Your objective:
Reproduce exactly the line with "of the white" and all the lines beneath it, stopping only at the end of the material.

Working data:
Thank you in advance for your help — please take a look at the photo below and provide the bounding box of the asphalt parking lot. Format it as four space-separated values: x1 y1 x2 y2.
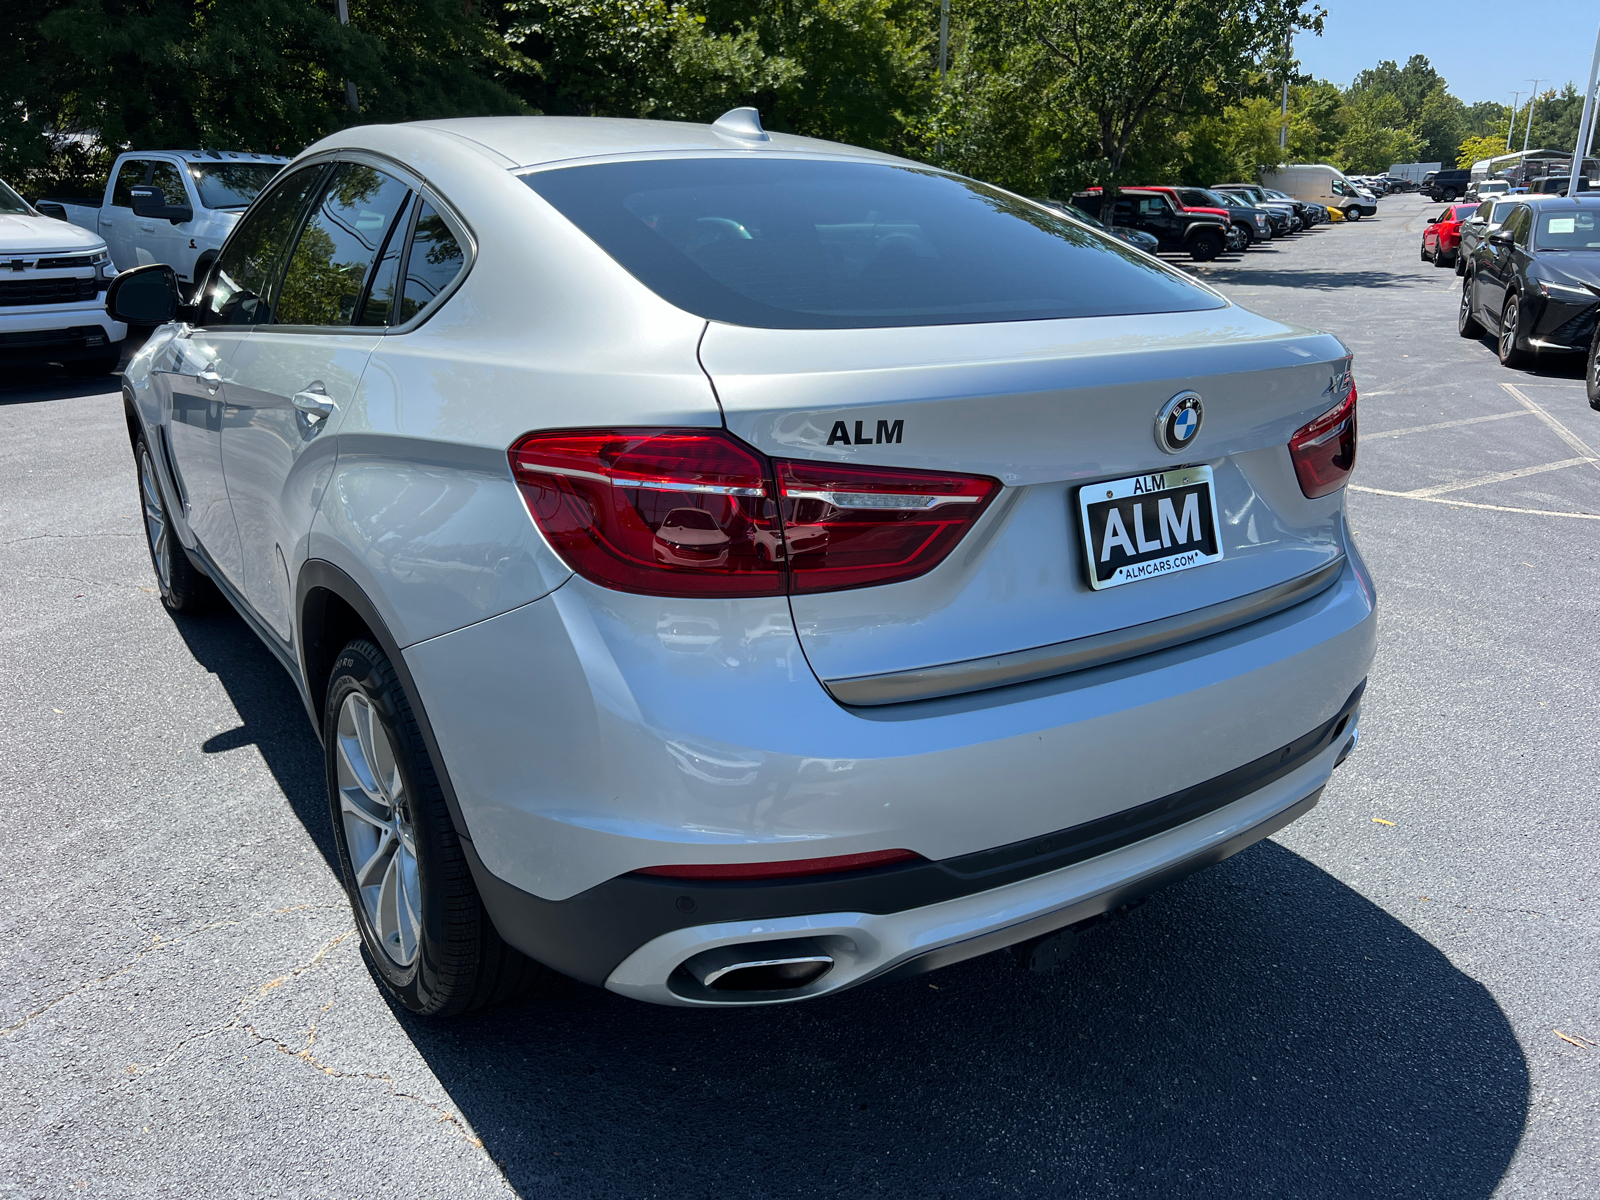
3 191 1597 1200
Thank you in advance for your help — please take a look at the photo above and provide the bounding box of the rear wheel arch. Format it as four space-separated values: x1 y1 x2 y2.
297 560 474 841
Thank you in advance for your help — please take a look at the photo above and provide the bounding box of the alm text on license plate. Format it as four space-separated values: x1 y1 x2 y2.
1078 466 1223 590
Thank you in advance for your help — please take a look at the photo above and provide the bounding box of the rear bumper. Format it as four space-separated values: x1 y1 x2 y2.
466 682 1361 1002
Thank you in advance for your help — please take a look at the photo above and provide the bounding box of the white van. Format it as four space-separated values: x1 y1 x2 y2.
1260 164 1378 221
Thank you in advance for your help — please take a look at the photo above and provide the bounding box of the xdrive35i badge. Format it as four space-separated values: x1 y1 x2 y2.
1154 391 1203 454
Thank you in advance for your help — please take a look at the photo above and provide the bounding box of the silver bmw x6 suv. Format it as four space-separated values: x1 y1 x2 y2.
110 111 1373 1013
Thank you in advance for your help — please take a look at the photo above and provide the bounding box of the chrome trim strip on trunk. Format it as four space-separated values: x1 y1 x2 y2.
823 556 1347 707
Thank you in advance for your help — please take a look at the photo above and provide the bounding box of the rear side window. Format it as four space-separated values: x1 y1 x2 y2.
274 163 412 327
398 202 466 322
524 158 1222 330
198 166 327 327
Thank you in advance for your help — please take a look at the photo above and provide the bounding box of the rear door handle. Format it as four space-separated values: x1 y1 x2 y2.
197 364 222 392
292 386 335 423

Exercise result:
Thank you in advance for your help — please take a look at the photo above and provide the bounding box of the white van. Format it as four space-separated values: x1 y1 x2 y2.
1260 164 1378 221
Thank you in advance for your help — please take a look at the photo above and provide the bounding box of the xdrive35i badge. Format it as four space-separated values: x1 y1 x2 y2.
1154 391 1203 454
Thank you in advance for your help — please take a look at the photo above and provide the bounding box of the silver bmw x6 suv. Format it as four space-separated values: x1 y1 x2 y2.
110 111 1373 1013
Thank you in advance for your help — please take a look at the photo above and provide the bounding box of the chrome trim strip on trunk. Format it as four space-separated values: x1 y1 x2 y2.
823 556 1347 707
Thank you in advance for your help — please take a look at the photo above and provide the bounding box of the rear side window. Format it as four space-separated values: x1 y1 x2 y2.
274 163 412 327
398 202 466 322
524 158 1222 330
198 166 327 327
Thank you in advance for your help — please take a look at the photo above and provide the bounding box of the rear door handle. Format it as four space-separated values: x1 y1 x2 y2.
197 364 222 392
292 386 335 423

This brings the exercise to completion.